# Best way for setting the right light setting



## swat9uk (Mar 12, 2016)

what is the best way or quickest way to get the right settings on any light or dim day apart from using A+ setting would it be a light meter?  or does everyone tend to fire of about 20 shots first prior to taking there true shots


----------



## KmH (Mar 12, 2016)

DSLR camera have a built-in light meter than measures reflected light.
DSLR cameras also have 3 or 4 options to choose how the light meter meters the light.
How Do I Use My Digital SLR?: The In-Camera Light Meter

With experience it is to hard to get the correct settings quite quickly.
Then, if exposure is critical, the photographer can always bracket 3 or more exposures to ensure getting that one needed.
Exposure Bracketing: The Creative Insurance Policy from Nikon


----------



## Designer (Mar 12, 2016)

What camera are you using?


----------



## swat9uk (Mar 12, 2016)

hi there im using a eos 100D
ive got a ef610 dg st flashgun attached while playing around with iso i can get good shots depending on the light, but i find have to pick a spot, fire half a dozen shots adjusting ready for the proper shot, seems daft sometimes shots will be over exposed or under and finding that right balance is hard with flashgun attached i shoot in Manual mode or Tv most of the time,
i guess you could cheat and use A+ setting but that kind of takes the fun out of what you want to achieve,
most of the time i like to do close up portraits , KMH also said it has a built in light meter? what did get me thinking as why i still have to mess with it, i reckon im doing something wrong,


----------



## weepete (Mar 12, 2016)

Try this:

Strobist: Lighting 101


----------

◆ **Written exercise A**
Name every linked resource title that appears in the forum thread on light settings.
◆ **Written exercise B**
Reproduce word for word the passage of the forum thread starting at "Then, if exposure" and ending at "are you using?".

◆ **Extracted data**
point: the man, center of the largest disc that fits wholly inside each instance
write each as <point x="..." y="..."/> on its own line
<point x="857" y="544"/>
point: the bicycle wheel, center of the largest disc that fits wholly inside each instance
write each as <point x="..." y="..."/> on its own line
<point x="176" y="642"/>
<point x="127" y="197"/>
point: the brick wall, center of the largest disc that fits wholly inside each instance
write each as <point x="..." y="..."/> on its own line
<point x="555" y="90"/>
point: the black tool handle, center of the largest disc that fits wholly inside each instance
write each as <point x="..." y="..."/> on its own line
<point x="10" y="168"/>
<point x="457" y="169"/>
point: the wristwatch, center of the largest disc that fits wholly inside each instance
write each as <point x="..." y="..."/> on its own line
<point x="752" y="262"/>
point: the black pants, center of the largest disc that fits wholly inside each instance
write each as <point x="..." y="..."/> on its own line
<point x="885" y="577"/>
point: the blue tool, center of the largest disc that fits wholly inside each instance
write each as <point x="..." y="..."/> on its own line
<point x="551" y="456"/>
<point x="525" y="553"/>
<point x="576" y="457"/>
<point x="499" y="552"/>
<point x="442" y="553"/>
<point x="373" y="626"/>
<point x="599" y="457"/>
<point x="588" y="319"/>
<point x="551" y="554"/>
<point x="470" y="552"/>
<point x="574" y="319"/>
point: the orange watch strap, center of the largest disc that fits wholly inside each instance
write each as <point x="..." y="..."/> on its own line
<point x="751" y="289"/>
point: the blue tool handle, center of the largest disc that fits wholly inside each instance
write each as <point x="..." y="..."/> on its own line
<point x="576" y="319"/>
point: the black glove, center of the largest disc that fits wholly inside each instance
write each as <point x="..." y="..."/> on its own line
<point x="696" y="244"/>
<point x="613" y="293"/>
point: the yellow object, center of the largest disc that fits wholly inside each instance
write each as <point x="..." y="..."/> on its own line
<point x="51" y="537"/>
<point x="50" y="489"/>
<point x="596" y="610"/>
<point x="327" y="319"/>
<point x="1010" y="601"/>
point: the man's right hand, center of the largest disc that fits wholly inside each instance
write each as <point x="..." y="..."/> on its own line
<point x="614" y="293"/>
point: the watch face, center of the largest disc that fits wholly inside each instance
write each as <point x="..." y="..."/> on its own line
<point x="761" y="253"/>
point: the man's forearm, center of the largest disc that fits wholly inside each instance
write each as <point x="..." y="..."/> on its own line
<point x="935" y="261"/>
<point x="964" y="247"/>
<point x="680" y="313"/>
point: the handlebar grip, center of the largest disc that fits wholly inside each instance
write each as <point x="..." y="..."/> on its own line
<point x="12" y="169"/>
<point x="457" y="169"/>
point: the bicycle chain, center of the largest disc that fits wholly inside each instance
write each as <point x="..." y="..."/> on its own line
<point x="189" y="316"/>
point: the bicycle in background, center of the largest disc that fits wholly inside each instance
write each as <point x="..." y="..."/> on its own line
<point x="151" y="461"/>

◆ **Full answer A**
- How Do I Use My Digital SLR?: The In-Camera Light Meter
- Exposure Bracketing: The Creative Insurance Policy from Nikon
- Strobist: Lighting 101

◆ **Full answer B**
Then, if exposure is critical, the photographer can always bracket 3 or more exposures to ensure getting that one needed.
Exposure Bracketing: The Creative Insurance Policy from Nikon


----------



## Designer (Mar 12, 2016)

What camera are you using?